Material provided:
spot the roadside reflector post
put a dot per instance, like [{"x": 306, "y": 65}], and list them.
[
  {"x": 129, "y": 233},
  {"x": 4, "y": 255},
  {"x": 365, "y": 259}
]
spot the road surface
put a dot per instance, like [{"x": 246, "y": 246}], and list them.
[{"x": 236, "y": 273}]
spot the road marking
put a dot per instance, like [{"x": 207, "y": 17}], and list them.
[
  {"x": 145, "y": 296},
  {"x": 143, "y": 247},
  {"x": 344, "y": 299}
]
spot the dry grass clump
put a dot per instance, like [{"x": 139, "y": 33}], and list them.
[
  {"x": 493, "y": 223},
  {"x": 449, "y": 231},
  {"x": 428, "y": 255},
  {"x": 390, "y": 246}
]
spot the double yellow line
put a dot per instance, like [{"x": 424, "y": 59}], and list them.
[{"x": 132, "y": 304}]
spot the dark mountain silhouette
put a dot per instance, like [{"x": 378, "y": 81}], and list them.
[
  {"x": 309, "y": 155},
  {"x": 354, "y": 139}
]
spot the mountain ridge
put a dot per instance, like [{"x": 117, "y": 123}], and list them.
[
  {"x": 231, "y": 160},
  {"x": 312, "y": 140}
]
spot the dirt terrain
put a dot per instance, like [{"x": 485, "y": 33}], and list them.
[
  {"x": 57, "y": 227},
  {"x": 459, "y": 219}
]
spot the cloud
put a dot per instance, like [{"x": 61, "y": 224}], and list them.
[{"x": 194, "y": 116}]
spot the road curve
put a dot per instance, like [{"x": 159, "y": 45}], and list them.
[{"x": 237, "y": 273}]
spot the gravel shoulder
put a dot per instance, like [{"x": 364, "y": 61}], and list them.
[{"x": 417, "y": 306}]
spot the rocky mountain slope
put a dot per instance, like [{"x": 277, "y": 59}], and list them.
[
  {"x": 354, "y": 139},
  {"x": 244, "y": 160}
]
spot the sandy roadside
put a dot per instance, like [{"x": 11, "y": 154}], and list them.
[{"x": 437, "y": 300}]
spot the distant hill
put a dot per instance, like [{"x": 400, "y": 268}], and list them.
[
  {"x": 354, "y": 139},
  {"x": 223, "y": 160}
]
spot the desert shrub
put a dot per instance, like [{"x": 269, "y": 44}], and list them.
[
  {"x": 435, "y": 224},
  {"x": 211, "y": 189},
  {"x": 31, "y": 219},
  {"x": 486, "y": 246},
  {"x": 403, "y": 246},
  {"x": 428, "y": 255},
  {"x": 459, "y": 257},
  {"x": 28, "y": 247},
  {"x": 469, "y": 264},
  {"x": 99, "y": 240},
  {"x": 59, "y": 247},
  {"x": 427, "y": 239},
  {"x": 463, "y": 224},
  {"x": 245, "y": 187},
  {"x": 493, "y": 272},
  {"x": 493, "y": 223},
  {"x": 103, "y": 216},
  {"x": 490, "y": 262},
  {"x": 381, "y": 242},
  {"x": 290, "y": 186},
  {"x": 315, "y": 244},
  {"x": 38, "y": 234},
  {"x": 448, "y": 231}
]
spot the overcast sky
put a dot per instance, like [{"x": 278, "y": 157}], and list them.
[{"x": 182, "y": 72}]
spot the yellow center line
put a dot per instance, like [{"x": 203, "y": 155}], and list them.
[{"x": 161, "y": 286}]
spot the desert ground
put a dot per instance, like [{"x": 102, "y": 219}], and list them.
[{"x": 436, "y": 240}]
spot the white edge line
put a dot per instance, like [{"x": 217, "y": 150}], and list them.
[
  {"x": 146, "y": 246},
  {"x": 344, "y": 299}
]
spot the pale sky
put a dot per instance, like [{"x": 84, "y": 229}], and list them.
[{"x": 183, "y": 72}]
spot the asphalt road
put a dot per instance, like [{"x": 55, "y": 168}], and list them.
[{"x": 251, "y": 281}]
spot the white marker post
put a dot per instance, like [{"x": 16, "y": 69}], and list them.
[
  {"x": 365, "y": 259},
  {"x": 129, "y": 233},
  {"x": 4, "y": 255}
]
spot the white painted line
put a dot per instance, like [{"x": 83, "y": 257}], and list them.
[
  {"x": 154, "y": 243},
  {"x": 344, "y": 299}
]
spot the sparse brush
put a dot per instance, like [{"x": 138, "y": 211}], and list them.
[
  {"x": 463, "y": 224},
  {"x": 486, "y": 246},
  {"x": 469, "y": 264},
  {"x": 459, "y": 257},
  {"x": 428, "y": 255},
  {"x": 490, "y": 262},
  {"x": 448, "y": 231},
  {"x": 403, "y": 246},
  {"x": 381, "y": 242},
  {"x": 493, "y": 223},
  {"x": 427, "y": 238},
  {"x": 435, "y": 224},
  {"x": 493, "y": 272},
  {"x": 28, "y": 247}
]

* * *

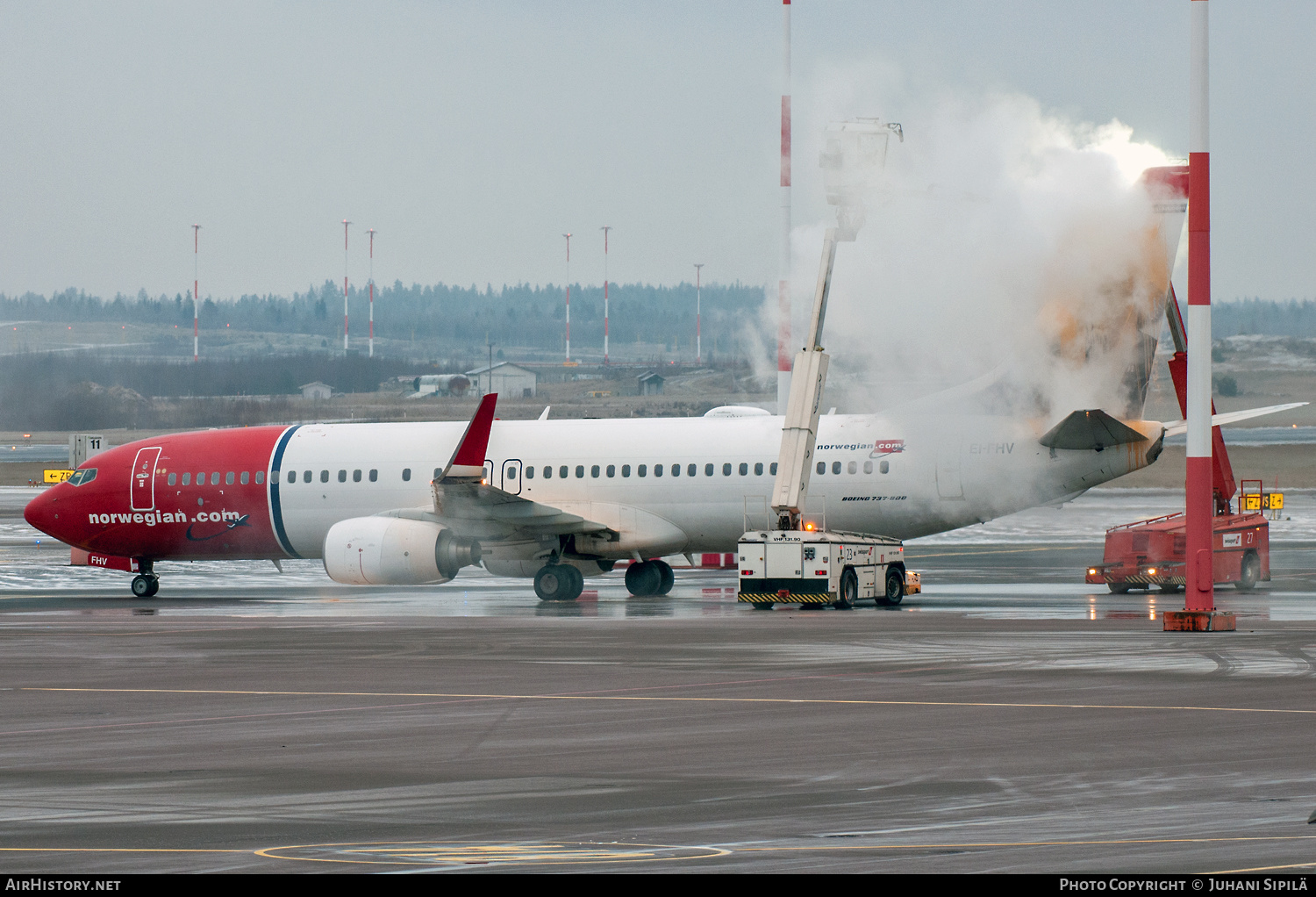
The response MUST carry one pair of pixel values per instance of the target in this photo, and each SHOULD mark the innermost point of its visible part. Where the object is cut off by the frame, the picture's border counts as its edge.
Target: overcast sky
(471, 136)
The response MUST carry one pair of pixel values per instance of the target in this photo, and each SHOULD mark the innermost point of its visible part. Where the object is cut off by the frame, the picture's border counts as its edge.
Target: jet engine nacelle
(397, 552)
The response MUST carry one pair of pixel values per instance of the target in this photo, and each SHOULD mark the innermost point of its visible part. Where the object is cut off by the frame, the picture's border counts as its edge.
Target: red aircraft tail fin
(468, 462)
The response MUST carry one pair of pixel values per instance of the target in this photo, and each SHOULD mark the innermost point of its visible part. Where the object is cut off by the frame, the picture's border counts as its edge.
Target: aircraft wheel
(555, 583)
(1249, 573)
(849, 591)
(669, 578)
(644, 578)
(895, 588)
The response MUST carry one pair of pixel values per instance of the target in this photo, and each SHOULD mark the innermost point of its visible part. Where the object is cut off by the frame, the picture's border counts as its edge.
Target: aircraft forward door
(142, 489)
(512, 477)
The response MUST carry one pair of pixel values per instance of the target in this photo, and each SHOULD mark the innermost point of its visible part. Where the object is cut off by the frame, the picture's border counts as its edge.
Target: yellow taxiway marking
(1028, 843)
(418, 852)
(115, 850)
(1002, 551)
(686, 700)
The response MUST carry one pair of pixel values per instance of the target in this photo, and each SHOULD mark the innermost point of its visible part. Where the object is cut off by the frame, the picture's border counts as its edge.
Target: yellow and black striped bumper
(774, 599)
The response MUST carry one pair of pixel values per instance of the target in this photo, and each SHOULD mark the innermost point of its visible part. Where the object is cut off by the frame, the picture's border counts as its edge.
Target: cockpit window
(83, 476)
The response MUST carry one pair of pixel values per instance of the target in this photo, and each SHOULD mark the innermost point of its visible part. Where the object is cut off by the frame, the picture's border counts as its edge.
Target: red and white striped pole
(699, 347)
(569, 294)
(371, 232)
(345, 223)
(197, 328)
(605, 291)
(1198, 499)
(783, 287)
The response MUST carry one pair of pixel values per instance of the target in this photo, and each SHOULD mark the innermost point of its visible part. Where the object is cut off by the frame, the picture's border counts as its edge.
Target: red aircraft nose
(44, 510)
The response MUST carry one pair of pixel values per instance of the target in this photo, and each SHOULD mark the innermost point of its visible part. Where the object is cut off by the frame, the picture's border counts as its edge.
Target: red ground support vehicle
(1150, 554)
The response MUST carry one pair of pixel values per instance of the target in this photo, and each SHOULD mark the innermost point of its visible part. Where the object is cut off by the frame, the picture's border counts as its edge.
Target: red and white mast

Instruction: Locate every line in both blocks above that contains the string "ground", and copy each of those lines in full.

Result for this task:
spot the desert ground
Target: red ground support vehicle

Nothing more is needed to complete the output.